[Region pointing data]
###

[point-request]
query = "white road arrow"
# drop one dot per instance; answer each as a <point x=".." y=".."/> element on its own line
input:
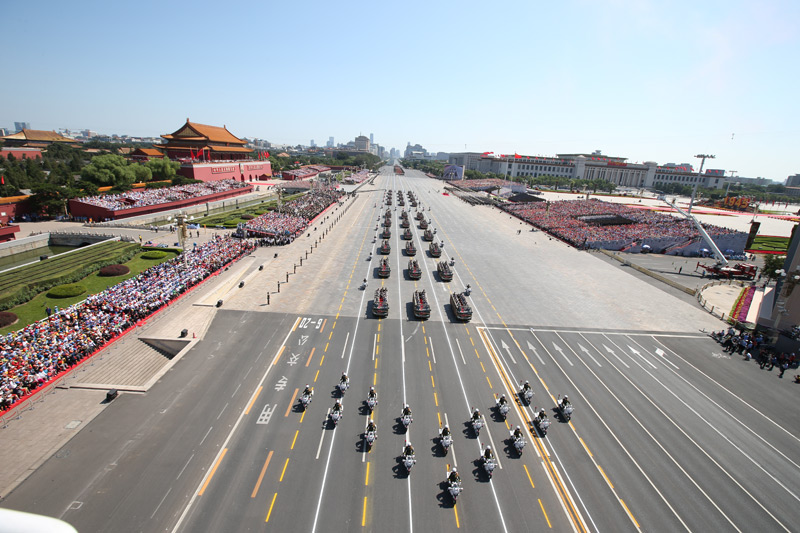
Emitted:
<point x="559" y="350"/>
<point x="532" y="348"/>
<point x="609" y="350"/>
<point x="636" y="352"/>
<point x="505" y="347"/>
<point x="586" y="351"/>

###

# Goal of the exercise
Please print the span that begins at the line holding "# drop one dot" and ends at the last line of the data, both ends included, with no pictures.

# Expected answer
# drop one dot per instance; answer each as a <point x=".." y=".."/> element on its own line
input:
Emitted:
<point x="559" y="350"/>
<point x="532" y="348"/>
<point x="609" y="350"/>
<point x="636" y="352"/>
<point x="505" y="347"/>
<point x="586" y="351"/>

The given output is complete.